Short exercise »
Please turn the lines into a numbered list, starting with the first one and going on through the line with "[8, 31, 32, 40]". Include both of those lines and leave out any blank lines.

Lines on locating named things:
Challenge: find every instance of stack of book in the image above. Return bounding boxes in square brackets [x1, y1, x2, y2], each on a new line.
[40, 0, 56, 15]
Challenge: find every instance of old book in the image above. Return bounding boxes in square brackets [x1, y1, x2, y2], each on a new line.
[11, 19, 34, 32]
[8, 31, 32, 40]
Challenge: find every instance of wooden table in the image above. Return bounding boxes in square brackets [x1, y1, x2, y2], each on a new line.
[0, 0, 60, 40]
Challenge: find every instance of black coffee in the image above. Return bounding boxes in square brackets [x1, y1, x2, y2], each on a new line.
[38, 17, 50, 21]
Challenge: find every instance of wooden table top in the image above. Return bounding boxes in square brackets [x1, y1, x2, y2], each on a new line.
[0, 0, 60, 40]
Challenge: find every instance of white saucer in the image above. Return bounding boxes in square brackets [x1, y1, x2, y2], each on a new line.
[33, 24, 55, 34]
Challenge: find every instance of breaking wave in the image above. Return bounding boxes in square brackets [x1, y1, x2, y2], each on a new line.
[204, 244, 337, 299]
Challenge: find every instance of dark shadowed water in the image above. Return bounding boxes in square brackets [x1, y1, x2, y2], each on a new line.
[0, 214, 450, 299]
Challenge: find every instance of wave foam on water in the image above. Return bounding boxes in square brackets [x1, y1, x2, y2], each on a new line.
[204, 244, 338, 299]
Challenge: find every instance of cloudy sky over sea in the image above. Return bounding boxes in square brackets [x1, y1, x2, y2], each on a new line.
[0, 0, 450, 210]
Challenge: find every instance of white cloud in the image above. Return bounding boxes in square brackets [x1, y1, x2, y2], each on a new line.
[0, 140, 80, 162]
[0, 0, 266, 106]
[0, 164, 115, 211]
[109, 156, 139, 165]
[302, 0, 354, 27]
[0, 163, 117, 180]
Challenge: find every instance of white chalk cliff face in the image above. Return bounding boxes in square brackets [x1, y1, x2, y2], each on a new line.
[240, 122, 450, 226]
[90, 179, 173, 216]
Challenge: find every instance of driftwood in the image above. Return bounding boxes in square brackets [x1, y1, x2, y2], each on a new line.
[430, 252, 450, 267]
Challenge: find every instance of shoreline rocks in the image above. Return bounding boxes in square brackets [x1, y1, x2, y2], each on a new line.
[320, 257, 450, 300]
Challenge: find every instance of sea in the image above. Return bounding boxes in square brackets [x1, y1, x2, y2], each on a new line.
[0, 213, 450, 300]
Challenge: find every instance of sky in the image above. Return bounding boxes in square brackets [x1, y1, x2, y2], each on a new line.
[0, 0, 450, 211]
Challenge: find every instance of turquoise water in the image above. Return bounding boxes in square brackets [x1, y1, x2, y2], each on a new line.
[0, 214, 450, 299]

The reply »
1. Challenge: find every instance of stack of book in the image above. Return bounding boxes in square brackets [x1, y1, x2, y2], each on a new line.
2. [40, 0, 56, 15]
3. Challenge: find every instance of old book in the image above. Return bounding boxes in square brackets [x1, y1, x2, y2], each on a new line.
4. [11, 19, 34, 32]
5. [8, 31, 32, 40]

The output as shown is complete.